* [Task objective] List each line of the material below that contains the string "cloud".
+ + + + + + +
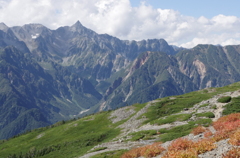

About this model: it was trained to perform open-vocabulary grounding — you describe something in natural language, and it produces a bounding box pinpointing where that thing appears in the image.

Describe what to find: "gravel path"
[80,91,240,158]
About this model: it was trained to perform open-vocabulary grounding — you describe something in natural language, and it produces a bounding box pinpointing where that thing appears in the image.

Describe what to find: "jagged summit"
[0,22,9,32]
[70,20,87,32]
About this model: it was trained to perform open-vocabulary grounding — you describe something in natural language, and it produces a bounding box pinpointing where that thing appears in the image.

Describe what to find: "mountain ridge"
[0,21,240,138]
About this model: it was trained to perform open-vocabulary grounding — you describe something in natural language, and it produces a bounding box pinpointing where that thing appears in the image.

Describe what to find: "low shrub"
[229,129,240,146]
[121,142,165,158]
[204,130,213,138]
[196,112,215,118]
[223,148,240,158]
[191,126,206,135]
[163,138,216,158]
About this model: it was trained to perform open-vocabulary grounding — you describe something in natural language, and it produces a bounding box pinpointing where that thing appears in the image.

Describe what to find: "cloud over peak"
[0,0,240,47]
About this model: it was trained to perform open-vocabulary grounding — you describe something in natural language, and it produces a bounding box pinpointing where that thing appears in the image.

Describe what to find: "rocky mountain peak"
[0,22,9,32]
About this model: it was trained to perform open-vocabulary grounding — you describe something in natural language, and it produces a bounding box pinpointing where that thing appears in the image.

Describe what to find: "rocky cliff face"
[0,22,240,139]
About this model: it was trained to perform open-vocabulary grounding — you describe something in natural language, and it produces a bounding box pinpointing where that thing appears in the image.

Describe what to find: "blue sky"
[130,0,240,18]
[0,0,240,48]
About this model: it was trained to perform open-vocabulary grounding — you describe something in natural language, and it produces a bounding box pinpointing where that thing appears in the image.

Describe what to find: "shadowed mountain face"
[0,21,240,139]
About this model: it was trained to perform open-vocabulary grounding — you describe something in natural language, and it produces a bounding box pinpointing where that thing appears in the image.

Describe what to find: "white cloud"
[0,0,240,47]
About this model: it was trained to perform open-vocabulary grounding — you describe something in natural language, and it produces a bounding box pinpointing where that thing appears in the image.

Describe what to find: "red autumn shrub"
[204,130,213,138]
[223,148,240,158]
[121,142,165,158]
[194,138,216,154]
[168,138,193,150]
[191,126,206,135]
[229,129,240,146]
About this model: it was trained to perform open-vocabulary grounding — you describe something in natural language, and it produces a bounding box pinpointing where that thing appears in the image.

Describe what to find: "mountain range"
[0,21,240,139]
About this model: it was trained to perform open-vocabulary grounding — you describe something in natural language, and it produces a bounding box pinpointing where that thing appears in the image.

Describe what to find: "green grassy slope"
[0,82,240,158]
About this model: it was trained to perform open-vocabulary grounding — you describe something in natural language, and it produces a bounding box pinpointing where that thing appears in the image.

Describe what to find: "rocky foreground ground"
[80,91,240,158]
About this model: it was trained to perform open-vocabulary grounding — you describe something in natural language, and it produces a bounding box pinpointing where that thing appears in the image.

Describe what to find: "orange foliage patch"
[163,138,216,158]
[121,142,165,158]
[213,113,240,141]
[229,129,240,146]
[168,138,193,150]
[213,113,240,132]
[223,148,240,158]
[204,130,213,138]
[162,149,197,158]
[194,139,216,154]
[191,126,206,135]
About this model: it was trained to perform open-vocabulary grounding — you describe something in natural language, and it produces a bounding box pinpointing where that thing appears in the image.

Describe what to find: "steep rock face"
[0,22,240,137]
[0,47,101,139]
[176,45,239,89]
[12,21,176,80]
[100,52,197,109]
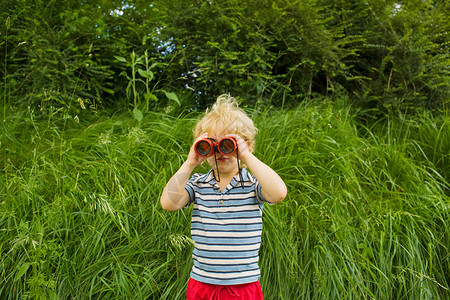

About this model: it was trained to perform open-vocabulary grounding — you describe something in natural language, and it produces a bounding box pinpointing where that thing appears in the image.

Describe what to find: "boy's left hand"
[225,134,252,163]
+ + + + + + +
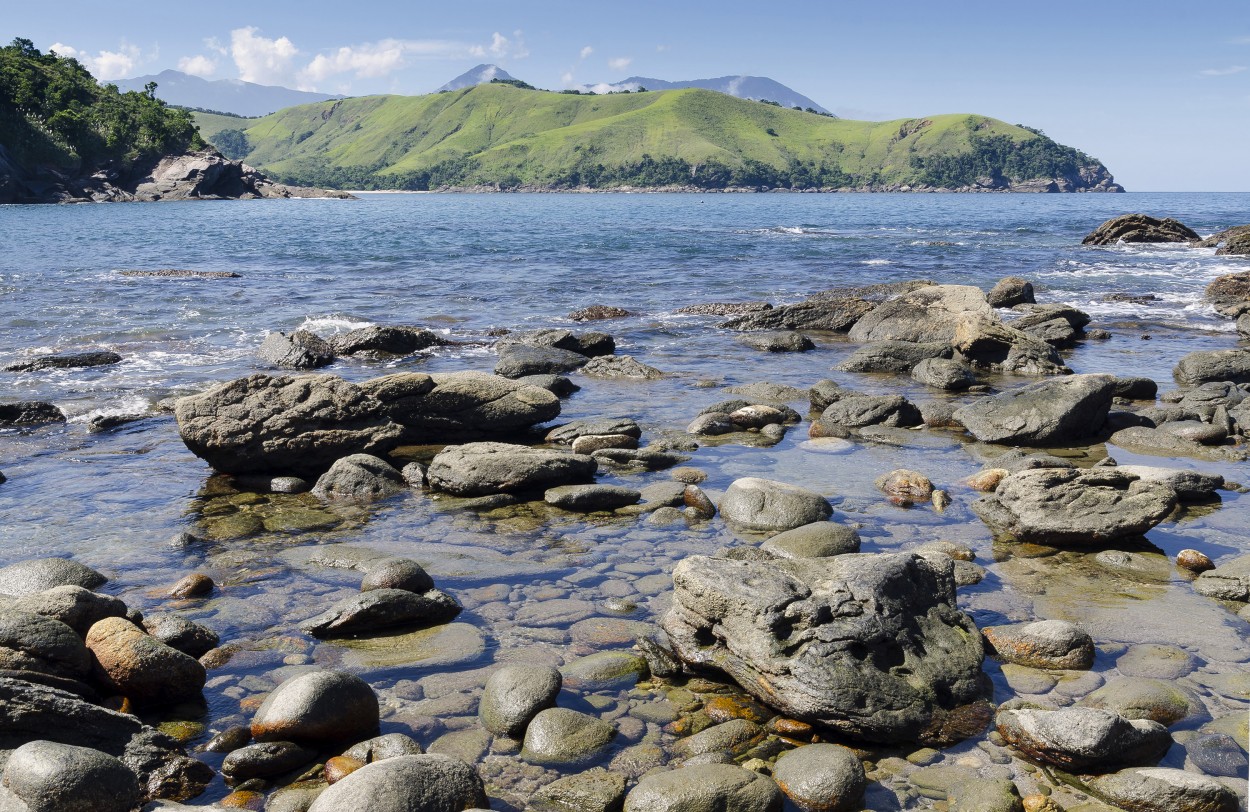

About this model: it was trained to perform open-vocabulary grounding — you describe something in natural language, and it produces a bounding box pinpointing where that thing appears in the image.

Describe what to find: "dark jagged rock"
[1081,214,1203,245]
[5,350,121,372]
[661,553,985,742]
+ + + + + + +
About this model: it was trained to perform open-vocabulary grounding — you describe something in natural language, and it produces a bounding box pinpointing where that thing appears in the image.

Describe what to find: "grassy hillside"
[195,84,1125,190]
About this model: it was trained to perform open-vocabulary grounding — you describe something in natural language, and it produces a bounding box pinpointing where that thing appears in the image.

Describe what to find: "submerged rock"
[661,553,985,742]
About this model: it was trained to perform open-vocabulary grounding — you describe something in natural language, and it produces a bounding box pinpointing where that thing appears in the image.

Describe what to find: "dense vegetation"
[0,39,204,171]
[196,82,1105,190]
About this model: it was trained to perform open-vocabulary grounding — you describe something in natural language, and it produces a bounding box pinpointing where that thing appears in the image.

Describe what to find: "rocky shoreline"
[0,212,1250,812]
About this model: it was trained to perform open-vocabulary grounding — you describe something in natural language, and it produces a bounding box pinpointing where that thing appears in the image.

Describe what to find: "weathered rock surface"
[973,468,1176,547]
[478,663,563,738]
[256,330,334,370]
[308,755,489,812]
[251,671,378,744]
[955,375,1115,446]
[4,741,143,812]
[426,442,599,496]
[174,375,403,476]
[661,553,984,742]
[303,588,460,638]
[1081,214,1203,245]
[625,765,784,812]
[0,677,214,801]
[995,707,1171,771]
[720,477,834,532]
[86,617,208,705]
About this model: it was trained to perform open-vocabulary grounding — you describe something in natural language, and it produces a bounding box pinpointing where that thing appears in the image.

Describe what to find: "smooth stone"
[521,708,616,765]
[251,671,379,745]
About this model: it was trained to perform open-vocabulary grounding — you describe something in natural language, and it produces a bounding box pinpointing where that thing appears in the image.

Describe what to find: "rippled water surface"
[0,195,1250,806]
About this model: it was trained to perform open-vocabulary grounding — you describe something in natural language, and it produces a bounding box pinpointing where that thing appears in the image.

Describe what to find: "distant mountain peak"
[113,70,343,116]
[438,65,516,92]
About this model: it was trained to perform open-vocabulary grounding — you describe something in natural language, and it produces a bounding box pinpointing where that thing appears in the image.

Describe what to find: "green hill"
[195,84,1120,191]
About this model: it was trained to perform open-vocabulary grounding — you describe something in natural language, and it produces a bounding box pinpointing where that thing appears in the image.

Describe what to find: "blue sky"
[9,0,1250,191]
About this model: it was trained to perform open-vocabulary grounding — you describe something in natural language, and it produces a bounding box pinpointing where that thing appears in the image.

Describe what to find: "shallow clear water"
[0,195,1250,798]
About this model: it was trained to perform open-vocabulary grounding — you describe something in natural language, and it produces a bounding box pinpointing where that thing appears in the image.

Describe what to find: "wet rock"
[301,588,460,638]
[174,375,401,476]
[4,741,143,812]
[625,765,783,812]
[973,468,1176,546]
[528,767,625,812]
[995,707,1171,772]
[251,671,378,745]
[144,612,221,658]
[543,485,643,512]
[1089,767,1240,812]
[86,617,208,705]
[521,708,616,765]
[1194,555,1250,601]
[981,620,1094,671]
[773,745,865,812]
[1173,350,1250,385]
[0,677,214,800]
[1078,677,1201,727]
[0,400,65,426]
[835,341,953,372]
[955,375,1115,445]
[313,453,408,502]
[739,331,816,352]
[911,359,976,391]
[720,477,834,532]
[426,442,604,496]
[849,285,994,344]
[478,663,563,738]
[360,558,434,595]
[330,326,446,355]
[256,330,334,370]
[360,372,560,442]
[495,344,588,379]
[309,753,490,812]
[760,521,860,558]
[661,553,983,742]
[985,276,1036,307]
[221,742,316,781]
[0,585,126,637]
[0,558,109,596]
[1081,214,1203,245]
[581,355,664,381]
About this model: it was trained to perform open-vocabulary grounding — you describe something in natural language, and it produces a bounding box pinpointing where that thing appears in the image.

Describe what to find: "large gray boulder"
+ + + + + + +
* [Completed exercise]
Describe what to find: "cloud over peak"
Describe what to find: "white cloud"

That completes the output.